Copy down all of the data underneath, exactly as shown.

---

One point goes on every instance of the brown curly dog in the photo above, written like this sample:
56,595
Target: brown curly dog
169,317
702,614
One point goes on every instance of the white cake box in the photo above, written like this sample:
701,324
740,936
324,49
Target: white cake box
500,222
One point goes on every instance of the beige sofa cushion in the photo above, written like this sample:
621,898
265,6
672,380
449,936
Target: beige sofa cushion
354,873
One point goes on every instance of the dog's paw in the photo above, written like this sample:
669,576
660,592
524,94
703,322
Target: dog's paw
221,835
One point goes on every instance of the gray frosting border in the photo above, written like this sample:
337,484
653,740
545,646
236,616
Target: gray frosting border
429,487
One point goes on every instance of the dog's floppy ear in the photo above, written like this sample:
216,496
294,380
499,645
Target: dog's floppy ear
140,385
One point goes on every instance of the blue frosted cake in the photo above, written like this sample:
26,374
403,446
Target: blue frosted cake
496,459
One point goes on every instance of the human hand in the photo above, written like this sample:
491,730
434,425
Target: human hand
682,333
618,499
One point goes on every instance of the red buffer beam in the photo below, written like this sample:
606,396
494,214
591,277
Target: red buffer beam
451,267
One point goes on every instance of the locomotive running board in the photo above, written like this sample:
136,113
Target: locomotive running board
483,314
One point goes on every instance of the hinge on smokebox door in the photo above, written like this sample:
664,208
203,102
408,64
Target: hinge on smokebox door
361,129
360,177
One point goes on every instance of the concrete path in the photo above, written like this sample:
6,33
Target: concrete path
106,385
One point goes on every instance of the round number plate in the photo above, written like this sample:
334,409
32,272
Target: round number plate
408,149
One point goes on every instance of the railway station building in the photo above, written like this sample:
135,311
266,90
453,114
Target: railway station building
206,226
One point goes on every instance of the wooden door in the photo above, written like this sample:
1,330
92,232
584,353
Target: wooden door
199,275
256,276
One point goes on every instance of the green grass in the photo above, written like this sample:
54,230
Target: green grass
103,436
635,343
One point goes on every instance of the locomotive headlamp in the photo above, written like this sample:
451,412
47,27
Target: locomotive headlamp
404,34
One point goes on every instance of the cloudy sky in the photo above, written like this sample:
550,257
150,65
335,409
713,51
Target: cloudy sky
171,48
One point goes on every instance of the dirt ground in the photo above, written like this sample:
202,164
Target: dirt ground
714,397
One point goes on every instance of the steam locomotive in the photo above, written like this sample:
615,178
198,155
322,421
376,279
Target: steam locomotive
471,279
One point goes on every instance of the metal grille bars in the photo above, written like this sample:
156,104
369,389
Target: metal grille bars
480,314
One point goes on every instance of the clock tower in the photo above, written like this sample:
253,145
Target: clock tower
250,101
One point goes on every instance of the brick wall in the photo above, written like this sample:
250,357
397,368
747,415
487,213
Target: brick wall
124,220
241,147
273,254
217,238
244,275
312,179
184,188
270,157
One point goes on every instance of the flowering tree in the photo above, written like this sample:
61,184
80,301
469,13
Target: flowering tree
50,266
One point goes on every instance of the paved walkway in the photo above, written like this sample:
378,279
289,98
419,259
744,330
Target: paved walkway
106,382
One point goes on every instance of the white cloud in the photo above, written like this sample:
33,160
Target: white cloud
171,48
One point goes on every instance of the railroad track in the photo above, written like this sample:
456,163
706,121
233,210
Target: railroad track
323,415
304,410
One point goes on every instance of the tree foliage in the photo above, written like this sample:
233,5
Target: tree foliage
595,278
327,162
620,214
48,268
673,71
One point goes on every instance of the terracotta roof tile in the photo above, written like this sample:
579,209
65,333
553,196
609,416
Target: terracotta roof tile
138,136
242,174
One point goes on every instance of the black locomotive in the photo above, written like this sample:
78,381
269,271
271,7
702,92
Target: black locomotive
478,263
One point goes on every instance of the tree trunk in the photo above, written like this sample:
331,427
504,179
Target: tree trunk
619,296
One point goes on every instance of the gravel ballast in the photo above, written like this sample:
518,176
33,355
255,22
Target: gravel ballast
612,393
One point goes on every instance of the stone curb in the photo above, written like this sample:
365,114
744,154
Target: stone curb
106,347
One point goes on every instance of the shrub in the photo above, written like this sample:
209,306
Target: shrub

---

CORRECT ANSWER:
One point goes on every instance of the brown curly dog in the photo above, written like this sample:
56,595
Target: brown curly dog
169,317
702,614
One point goes on every instance of the white cake box in the photo above, written like this sample:
701,324
740,936
324,49
Target: white cake box
500,222
One point goes on every instance of the beige sofa cushion in the photo above, written like this sample:
621,898
265,6
672,380
449,936
Target: beige sofa cushion
354,873
One point goes on every instance of the dog's paw in the photo above, written like this sample:
669,576
660,592
524,94
703,322
Target: dog's paw
221,835
One point goes on every instance of the gray frosting border in the photo above, written like this sample:
337,484
653,740
545,646
236,616
Target: gray frosting border
429,487
One point goes on every instance of the dog's floppy ear in the photo above, written like this sample:
216,496
294,380
499,645
Target: dog's floppy ear
140,385
One point goes on every instance of the blue frosted cake in the photo above, written like this sample:
26,374
403,446
Target: blue frosted cake
496,459
One point goes on every instance of the human hand in the photo above, written like this sample:
491,730
434,425
Target: human hand
682,333
618,499
One point goes on every instance of the red buffer beam in the photo below, written like this sample:
606,396
494,214
591,277
Target: red buffer beam
451,267
One point goes on every instance of the locomotive running board in the photo above, written like this sample:
136,113
Target: locomotive running board
483,314
One point goes on every instance of the hinge on smokebox door in the photo above, written like this sample:
664,208
203,102
408,64
Target: hinge on smokebox door
361,129
360,177
One point goes on every instance of the concrete path in the photo above, written like this sample:
6,33
Target: concrete path
106,385
One point goes on every instance of the round number plate in the photo above, written like this sample:
334,409
32,272
Target: round number plate
408,149
One point goes on every instance of the railway station building in the photo above, written like this sample:
135,311
266,90
453,114
Target: railway station building
206,226
One point goes on every instance of the wooden door in the photo above, written like this sample:
1,330
92,232
584,353
Target: wooden door
199,275
256,276
One point goes on every instance of the green grass in the photo above, written like this sample:
54,230
Target: green grass
103,436
635,343
One point goes on every instance of the locomotive headlamp in the photo above, written like this sample:
451,412
47,27
Target: locomotive headlamp
404,34
One point goes on every instance of the cloudy sky in the photo above, written like this sample:
550,257
150,65
335,409
713,51
Target: cloudy sky
171,48
One point goes on every instance of the dirt ground in the photo above, written like this sample:
202,164
Target: dirt ground
714,397
One point goes on every instance of the steam locomotive in the photo above, written like this sample:
615,178
198,155
322,421
376,279
Target: steam locomotive
471,279
One point goes on every instance of the metal grille bars in the photo above, written like this sample:
156,104
369,389
Target: metal grille bars
480,314
One point goes on every instance of the clock tower in the photo above, written like this sample:
253,145
Target: clock tower
250,101
One point goes on every instance of the brick wall in the photo above, written like this sample:
250,357
397,368
747,415
487,213
Target: brick wall
124,220
241,147
273,254
217,238
244,275
312,179
184,188
270,157
One point goes on every instance of the flowering tree in the photo above, written like this sample:
61,184
80,301
469,13
Target: flowering tree
50,266
One point goes on every instance of the paved walkway in the photo above, written like this sample:
378,279
289,98
419,259
744,330
Target: paved walkway
106,382
One point goes on every instance of the white cloud in the photo above, written like this sample:
33,160
Target: white cloud
171,48
One point goes on every instance of the railroad track in the photo above, written like this sample:
456,163
706,121
233,210
Target: railroad track
323,415
304,410
One point goes on every instance of the tree foliage in the photo above, written like this sample:
233,5
Target: tree foliage
595,278
327,162
620,214
48,268
673,71
One point goes on every instance of the terracotta roof tile in the photo above, written like this sample:
579,209
65,333
553,196
609,416
Target: terracotta roof tile
138,136
242,174
One point goes on every instance of the black locomotive in the photo above, written like this sample:
78,381
269,271
271,7
702,92
Target: black locomotive
478,263
One point goes on every instance of the tree trunk in the photo above, written like this sample:
331,427
504,179
Target: tree trunk
619,296
One point goes on every instance of the gravel ballast in the photo above, written like this sample:
518,176
33,355
255,22
Target: gravel ballast
612,393
One point goes on every instance of the stone curb in the photo above, written like this sample:
365,114
744,154
Target: stone curb
106,347
One point goes on every instance of the shrub in the photo above, written like this sample:
209,306
Target: shrub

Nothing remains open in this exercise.